Samsung Galaxy S21 review
Plastic passion is great to handle
Just when we thought we’d have to remortgage the flat to buy any sort of high-end Samsung phone, up pops the Samsung Galaxy S21.
The whole point of the Galaxy S21 is you get most of the important stuff of a wallet-drainer like the Galaxy S21 Ultra, but it doesn’t cost as much. You won’t have to restitch your jeans to make the pockets bigger either.
While the £769 starting cost is not pocket change, it starts to seem like a solid deal when you try out the Galaxy S21’s fantastic camera and realise this is one of the best-looking phones ever made. Your eyeballs’ mileage may vary, of course.
There are two compromises. The Samsung Galaxy S21’s back is plastic. And while this is in the running for the best plastic backs ever slapped on a phone, its matt finish scuffs much more easily than Gorilla Glass. That’s a relatively small issue. Battery life is the one to dwell on. The Samsung Galaxy S21 is pretty easy to drain in a day. And not only does it not support the ridiculous charging of some of the top cheaper phones from OnePlus, Oppo and Xiaomi, you don’t get a charger in the box either. Saving the planet one add-on accessory at a time, right?
Design: A perfume ad in phone form
The Samsung Galaxy S21 looks like a prop made for a perfume ad with the production budget of a small country’s GDP. That sounds like an insult, but it isn’t one.
The Samsung Galaxy S21 is one of the few legitimately stylish phones. Designers of “luxury” phones that stud the backsides of the things with diamonds and gaudy bling could learn a lot from the S21 family. Part of it is down to the bold but elegant camera housing, which styles-out a multi-camera array better than any other. It actually looks superior in the Galaxy S21 over the S21 Ultra, as the platform doesn’t rise up out of the back like the stage at a gig venue.
Samsung’s two tone colour schemes are fantastic as well. Ours is Phantom Violet, gold on purple. You can get gold on pink too. Pure dark grey and white are options, if you want to miss out on part of what makes the Samsung Galaxy S21 look special. Of course, this phone is also part of Samsung’s latest unfortunate campaign, making plastic phones expensive again.

§ Task requirements:
1. Name every color option for the phone that the Galaxy S21 review mentions.
2. What starting cost does the Galaxy S21 review give for the phone?

§ Entries:
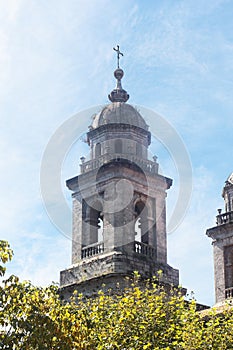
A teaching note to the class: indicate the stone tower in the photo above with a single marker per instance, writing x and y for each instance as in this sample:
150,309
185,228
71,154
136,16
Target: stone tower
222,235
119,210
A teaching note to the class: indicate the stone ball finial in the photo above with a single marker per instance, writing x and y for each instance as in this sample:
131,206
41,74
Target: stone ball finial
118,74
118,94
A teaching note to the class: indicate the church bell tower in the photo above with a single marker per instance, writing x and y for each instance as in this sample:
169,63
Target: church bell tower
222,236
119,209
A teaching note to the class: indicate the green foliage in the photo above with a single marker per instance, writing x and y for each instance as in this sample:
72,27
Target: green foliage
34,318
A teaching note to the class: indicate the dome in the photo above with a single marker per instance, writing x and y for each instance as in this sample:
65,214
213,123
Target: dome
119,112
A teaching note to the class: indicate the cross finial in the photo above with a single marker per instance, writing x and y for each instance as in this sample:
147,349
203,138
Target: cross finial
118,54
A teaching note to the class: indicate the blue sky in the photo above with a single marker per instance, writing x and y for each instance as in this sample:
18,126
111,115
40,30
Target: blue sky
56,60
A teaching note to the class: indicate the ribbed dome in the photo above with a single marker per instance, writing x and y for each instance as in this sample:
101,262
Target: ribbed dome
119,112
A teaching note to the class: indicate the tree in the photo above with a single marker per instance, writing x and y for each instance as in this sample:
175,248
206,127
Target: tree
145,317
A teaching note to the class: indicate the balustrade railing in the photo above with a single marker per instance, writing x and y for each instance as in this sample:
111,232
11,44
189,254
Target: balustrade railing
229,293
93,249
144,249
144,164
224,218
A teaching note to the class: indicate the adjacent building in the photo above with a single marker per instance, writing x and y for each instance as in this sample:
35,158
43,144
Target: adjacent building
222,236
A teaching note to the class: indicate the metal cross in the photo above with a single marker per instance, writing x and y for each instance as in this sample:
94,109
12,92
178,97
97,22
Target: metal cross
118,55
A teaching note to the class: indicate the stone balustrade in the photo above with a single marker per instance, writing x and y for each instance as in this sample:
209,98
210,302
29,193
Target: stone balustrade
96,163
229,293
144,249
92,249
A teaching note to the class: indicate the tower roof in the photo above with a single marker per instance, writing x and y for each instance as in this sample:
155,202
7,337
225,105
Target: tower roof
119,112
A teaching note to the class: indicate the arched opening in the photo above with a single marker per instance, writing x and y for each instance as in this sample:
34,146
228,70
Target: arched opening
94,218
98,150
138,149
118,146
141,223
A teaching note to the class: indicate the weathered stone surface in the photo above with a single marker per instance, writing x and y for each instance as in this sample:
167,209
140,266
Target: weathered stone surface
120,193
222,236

--

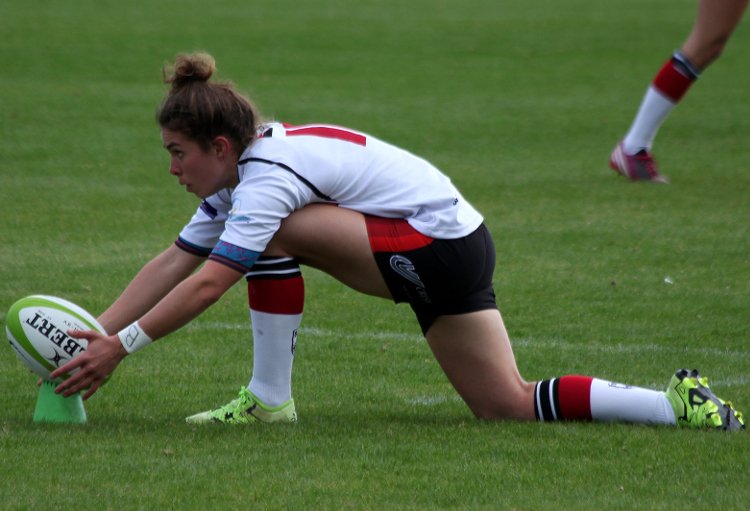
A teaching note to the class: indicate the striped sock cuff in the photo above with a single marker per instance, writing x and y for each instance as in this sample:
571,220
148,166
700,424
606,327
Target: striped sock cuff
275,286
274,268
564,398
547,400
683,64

§ Solved problems:
1. Phantom Violet (gold on purple), gold on pink, pure dark grey, and white.

2. £769